[Document text Boundary: Start]

Sunday, 14 May 2017

Murakami - Men Without Women

Haruki Murakami, Men Without Women (Harvill Secker)

Murakami is proving himself time and again as one who is improving with maturity. One might not have expected that of a writer who might at first have been perceived as something of a novelty act.
The strangeness is increasingly assimilated into stories ostensibly more rooted in idenitifiable ordinariness. The one piece that works less well here almost acknowledges the fact as, in Samsa in Love, the first person narrator wakes to find he has turned into Gregor Samsa. The literary joke might be good enough for others but we usually expect Murakami's off-kilter reality to be a bit more subtle.
Otherwise, these seven stories provided a marvellous weekend, that unfortunate sort of book that is so enjoyable you both want it to last longer but you want to read it at once, too.
The title wrongfoots the reader's expectations. In all of the pieces, men are very much not without women but they are usuaally in temporary, unofficial relationships rather than 'steady' or married ones. It is at the core of all Muraakami, and apparently much contemporary Japaanese literature, that to be human is to be solitary but capable of intense, if non-permanent, attachments.

[Document text Boundary: End]

• Work instruction 1: Please translate this sentence from the review of Men Without Women into Spanish: "Murakami is proving himself time and again as one who is improving with maturity."
• Work instruction 2: Carry the review of Men Without Women forward from its last sentence with a few more sentences of your own.

[Source material Boundary: Start]

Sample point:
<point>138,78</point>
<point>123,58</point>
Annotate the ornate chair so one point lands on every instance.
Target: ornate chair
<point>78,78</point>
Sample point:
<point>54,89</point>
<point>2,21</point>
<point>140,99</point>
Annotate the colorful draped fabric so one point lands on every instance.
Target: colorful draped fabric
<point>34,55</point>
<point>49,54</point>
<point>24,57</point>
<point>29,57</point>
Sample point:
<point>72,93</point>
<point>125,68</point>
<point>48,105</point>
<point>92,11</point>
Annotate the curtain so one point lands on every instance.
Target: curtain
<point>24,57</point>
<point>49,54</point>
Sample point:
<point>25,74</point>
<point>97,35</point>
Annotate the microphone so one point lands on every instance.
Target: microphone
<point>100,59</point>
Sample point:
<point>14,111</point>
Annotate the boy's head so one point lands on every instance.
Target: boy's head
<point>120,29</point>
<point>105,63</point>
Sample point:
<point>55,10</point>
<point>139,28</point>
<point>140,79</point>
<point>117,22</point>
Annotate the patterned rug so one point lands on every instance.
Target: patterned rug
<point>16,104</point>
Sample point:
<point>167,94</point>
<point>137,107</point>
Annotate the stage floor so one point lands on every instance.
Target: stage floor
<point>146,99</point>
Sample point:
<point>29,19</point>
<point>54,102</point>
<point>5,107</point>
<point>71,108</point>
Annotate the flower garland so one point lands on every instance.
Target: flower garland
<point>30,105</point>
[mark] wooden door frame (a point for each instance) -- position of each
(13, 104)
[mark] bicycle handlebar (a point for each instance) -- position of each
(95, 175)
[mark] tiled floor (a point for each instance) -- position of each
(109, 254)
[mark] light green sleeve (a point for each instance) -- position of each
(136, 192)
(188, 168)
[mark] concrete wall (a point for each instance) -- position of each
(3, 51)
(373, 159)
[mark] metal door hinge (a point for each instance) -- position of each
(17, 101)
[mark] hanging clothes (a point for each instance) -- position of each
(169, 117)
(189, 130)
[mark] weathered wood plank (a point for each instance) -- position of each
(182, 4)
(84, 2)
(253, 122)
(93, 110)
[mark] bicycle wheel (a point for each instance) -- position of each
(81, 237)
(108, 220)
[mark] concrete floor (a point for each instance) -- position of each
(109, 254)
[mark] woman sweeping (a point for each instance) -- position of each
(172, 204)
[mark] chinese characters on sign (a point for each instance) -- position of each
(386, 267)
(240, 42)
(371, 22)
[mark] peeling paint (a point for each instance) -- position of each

[Source material Boundary: End]

• Answer box 1: Murakami está demostrando una y otra vez que es alguien que mejora con la madurez.

• Answer box 2:
Both Kino and the final story, Men Without Women, - oh, now I get it - end with sustained elegiac passages that vaguely bring to mind Joyce's The Dead without any suggestion of anything quite so magnificent but we are by now way beyond regarding Murakami as some vogue, cult or exercise in cool. These pieces work like poems with their leitmotifs, restraint and elegance rather than narrative impetus. If there is a compulsion or intensity about their accounts of love, it is with an acknowledgement that it is not a fixed, stable condition but mutable and, like music, moves on.
It is a quiet book, for the most part, not undramatic but distanced by the narrative devices of looking back or putting a story within a story. Its effect accumulates from a relaxed, unintrusive prose style, that one understands the two American translators have succeeded in capturing from the Japanese. The best prose is often the most transparent, that one doesn't notice until one has appreciated that one hasn't noticed it.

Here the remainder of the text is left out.